=== Entries shown ===
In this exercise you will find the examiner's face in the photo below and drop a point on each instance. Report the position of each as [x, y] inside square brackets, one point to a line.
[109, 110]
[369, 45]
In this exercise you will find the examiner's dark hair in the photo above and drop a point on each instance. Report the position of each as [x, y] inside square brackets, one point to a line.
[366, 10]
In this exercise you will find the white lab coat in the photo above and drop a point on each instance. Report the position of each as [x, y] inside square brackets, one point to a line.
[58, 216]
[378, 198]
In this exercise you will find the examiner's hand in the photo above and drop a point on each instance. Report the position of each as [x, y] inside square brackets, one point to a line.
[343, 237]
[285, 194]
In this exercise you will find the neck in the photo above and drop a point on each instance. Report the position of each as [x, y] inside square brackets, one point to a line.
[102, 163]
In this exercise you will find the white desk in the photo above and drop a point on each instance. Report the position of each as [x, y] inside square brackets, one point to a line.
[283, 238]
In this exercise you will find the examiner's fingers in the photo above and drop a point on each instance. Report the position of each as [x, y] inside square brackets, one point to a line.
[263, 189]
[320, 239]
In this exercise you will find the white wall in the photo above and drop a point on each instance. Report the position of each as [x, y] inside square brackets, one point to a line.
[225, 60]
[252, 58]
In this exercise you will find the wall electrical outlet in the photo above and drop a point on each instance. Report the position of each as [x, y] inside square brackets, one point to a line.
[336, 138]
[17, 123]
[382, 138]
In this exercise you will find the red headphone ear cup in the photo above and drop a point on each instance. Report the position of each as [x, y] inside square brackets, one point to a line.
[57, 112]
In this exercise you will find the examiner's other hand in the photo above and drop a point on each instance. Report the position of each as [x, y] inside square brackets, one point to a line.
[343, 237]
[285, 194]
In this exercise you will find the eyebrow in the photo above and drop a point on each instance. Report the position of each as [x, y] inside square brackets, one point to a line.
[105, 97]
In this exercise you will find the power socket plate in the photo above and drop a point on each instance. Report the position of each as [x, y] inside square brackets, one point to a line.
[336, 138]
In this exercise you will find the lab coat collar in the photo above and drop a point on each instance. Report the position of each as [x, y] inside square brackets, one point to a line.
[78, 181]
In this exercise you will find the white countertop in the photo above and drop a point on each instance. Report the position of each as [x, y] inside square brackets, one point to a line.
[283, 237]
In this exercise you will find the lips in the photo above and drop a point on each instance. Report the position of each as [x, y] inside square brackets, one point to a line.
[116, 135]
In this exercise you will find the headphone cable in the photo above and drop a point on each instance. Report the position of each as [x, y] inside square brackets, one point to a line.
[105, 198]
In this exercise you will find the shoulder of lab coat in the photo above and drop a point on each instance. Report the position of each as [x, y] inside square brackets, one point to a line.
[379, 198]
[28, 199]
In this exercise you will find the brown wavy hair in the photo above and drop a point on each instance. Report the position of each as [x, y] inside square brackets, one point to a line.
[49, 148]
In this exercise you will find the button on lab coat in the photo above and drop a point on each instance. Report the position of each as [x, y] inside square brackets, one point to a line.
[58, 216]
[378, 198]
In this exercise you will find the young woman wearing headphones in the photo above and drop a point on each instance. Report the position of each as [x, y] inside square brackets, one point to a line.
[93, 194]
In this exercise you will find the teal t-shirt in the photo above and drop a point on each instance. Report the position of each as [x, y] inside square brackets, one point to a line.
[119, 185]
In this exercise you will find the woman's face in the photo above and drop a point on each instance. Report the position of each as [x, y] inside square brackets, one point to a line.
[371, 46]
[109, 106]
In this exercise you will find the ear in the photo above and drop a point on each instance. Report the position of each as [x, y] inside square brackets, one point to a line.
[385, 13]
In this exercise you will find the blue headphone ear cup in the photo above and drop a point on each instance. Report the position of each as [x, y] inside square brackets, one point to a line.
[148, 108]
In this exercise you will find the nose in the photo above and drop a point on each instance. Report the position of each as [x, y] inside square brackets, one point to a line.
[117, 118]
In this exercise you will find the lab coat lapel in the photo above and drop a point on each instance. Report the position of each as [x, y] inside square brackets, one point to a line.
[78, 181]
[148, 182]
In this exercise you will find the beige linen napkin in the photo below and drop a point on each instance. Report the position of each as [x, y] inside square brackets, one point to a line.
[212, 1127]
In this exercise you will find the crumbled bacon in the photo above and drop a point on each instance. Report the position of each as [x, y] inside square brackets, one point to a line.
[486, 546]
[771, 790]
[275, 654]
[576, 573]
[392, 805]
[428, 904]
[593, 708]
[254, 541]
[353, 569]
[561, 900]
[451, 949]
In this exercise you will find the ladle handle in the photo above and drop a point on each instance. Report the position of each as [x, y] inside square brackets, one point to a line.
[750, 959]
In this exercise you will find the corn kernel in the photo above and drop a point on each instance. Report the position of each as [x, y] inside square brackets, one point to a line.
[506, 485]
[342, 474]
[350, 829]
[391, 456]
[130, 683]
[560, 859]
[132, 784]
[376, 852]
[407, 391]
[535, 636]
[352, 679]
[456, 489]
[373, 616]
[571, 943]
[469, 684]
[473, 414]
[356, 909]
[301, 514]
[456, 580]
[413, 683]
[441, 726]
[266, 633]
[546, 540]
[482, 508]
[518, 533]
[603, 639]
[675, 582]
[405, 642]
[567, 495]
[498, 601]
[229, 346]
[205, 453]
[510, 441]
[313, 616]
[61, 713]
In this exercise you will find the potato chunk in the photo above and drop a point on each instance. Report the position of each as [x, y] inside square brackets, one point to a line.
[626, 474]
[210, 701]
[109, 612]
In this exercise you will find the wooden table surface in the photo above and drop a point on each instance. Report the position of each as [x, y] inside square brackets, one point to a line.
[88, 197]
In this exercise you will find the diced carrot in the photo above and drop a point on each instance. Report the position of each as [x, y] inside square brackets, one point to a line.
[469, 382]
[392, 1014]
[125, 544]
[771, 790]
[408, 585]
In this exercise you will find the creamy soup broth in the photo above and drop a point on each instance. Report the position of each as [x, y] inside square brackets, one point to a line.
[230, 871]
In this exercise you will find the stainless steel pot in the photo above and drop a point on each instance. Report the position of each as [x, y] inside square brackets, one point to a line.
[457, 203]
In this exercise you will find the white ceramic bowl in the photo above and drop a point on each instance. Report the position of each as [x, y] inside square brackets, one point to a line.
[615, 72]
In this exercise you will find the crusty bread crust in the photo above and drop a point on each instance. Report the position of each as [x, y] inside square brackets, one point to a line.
===
§ **Exercise description**
Copy each line above exactly as it stands.

§ **Result of the exercise**
In this exercise you will find the examiner's face in the photo below and drop a point on each instance. Report the position of each as [x, y] inside square brackets, one point to a line.
[109, 110]
[369, 45]
In this exercise you will find the examiner's dark hair in the photo above and drop a point on each instance. Report the position of each as [x, y] inside square brackets, one point to a line.
[366, 10]
In this exercise you will find the white lab coat in the photo above and drop a point on each instance. Report the position of each as [x, y] inside square brackets, one point to a line.
[58, 216]
[378, 198]
In this exercise you will find the examiner's hand in the photo above and drop a point on each instance. Report the position of each as [x, y] inside square brackets, one point to a line.
[343, 237]
[285, 194]
In this exercise you will find the neck in the photo above and drop a point on each instance. Report the position of each as [x, y] inside square brackets, one point to a line.
[102, 163]
In this exercise you will find the white desk in the photo above and drop a point on each instance. Report the position of each as [x, y] inside square brackets, one point to a line.
[283, 238]
In this exercise you will find the examiner's fingers in the photo above and drop a point on each instance. Report the position of each as [x, y] inside square brackets, one point to a line.
[263, 189]
[320, 239]
In this exercise you will find the white wall in the photo above and drop a point on each instance. Report the position of each as [x, y] inside square brackets, one point to a line.
[225, 60]
[252, 58]
In this exercise you will find the wall electrical outlet in the photo above and drop a point on each instance. Report the position of each as [x, y] inside square brackets, one point to a line.
[336, 138]
[17, 123]
[382, 138]
In this exercise you will find the red headphone ear cup in the photo above and drop a point on each instance. Report the position of each as [x, y] inside square brackets, one point to a line.
[57, 112]
In this exercise you will find the examiner's other hand in the photo above and drop a point on each instance. Report the position of each as [x, y] inside square brackets, one point to a line.
[343, 237]
[285, 194]
In this exercise you will find the eyebrow in the photo above and drop a point on each instance. Report the position of each as [x, y] inside square brackets, one point to a line.
[105, 97]
In this exercise you will find the power socket plate in the photo above and drop a point on each instance. Report the position of each as [x, y] inside square brackets, one point to a line.
[336, 138]
In this exercise you will find the lab coat collar in the photo above and drop a point on each instance. Report the position of each as [x, y] inside square brackets, one point to a line.
[78, 181]
In this exercise you will find the white countertop in the photo above and drop a point on each instance. Report the position of each as [x, y] inside square brackets, one point to a line.
[283, 237]
In this exercise you will find the lips in the photo above and drop a point on each instance. Report the position of each as [x, y] inside square brackets, one point to a line.
[116, 135]
In this exercise you will find the headphone cable in the photo above and drop a point on each instance. Report the position of each as [x, y] inside square brackets, one point to a line.
[105, 198]
In this exercise you will find the shoulder of lab coat in the photo above and drop a point on each instance. Report the position of each as [x, y] inside square brackets, one point to a line.
[379, 198]
[28, 199]
In this exercise you will find the brown wavy hair in the photo above and drop a point on each instance. Report the position of each as [x, y] inside square brackets, one point to a line.
[49, 148]
In this exercise you will find the button on lab coat in the photo above and drop a point on each instance. Report the position of each as [x, y] inside square brackets, one point to a line.
[58, 216]
[378, 198]
In this exercise you will find the young woman wearing headphones in the photo above and drop a point on each instance. Report the position of each as [x, y] inside square brackets, one point to a line.
[93, 194]
In this exercise you will find the teal t-shirt in the photo above and drop a point on each instance. Report the position of each as [x, y] inside square brackets, one point to a line.
[119, 185]
In this exercise you will find the woman's face in the photo above and drop a point on each instance. Report the position of each as [x, y] inside square brackets, one point to a line.
[371, 46]
[109, 106]
In this exercise you will find the ear in the photo above and drop a point on each instance. Report the position of each as [x, y] inside square brackets, one point to a line.
[385, 13]
In this exercise you will find the blue headphone ear cup in the photo above and drop a point on each instance. Report the position of each as [x, y] inside square brackets, one point to a line.
[148, 108]
In this exercise you will find the nose in the photo above and drop a point on each instance. Report the position of each as [x, y] inside square brackets, one point to a line.
[117, 118]
In this exercise you will find the lab coat lapel in the photo above and drop a point on each instance. Report the position of each as [x, y] inside square brackets, one point to a line.
[78, 181]
[148, 182]
In this exercise you will find the beige linen napkin in the photo below and drop a point on each instance. Report the position of each as [x, y] inside square brackets, one point to a line.
[212, 1127]
In this exercise you will find the crumbled bacon in the photo above and drop a point on each instance. Report the position of each as [x, y] inside square brackets, one point to a line.
[486, 546]
[771, 790]
[275, 654]
[576, 573]
[392, 805]
[428, 904]
[593, 708]
[254, 541]
[353, 569]
[561, 900]
[451, 949]
In this exercise you will find the ladle handle in the photo above and drop a point on each instance. Report the position of each as [x, y] inside square brackets, one point to a line.
[750, 959]
In this exercise you will find the corn kernel in the photo above and drop a point on each instance. Report the position of each as [x, y] inside square brackets, one point to a line.
[506, 485]
[342, 474]
[350, 829]
[391, 456]
[130, 683]
[560, 859]
[132, 784]
[376, 852]
[407, 391]
[535, 636]
[352, 679]
[456, 489]
[373, 616]
[571, 943]
[469, 684]
[473, 414]
[356, 909]
[301, 514]
[456, 580]
[413, 683]
[441, 726]
[266, 633]
[546, 540]
[482, 508]
[518, 533]
[603, 639]
[675, 582]
[405, 642]
[567, 495]
[498, 601]
[229, 346]
[205, 453]
[510, 441]
[313, 616]
[61, 713]
In this exercise you will find the potato chunk in the photo above and drop a point on each instance. Report the position of each as [x, y] inside square brackets, one point to a line.
[626, 474]
[210, 701]
[109, 612]
In this exercise you will find the wooden table surface in the photo above and drop a point on each instance. Report the position of each as [x, y] inside square brackets, one point to a line.
[88, 197]
In this exercise you will find the diced carrot in the photo above and drop a point on each instance. Report the position of each as [x, y] inside square brackets, one point to a line.
[469, 382]
[392, 1014]
[125, 544]
[771, 790]
[408, 585]
In this exercise you will find the creamy soup broth in the photo above and drop a point on each instance. Report the position of each as [x, y] inside square brackets, one point to a line.
[230, 871]
In this exercise you will find the stainless steel pot in the photo above and drop a point on each instance. Report the position of each as [x, y] inside square brackets, one point to a line.
[457, 203]
In this exercise you will find the white ceramic bowl in the photo above and drop a point on each instance. Report the position of each as [x, y] inside square brackets, one point to a line.
[615, 72]
In this exercise you will find the crusty bread crust in the photo above and drop a point on each instance. Report the position of each as [x, y] inside square brackets, one point to a line.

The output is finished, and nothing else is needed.